## WHAT YOU NEED TO DO
Pick out every line of the data below that contains the string "basis", and copy each one in full. Match the string with case counting.

## PROVIDED INFORMATION
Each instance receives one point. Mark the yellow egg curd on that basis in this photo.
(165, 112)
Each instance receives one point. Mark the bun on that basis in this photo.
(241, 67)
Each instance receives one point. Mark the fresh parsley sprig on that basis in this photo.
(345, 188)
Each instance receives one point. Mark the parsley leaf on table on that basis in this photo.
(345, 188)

* * *

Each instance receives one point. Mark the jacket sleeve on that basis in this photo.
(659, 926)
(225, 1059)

## ANSWER IN FULL
Each instance receives one point. Mark the yellow egg curd on that basis in this photo.
Each instance receives one point. Mark the bun on that basis in this photo.
Each instance receives one point. Mark the fresh parsley sprig on that basis in this photo.
Each instance receives one point. Mark the parsley leaf on table on that basis in this photo.
Each instance receives one point. Mark the jacket sleeve on that basis in this photo.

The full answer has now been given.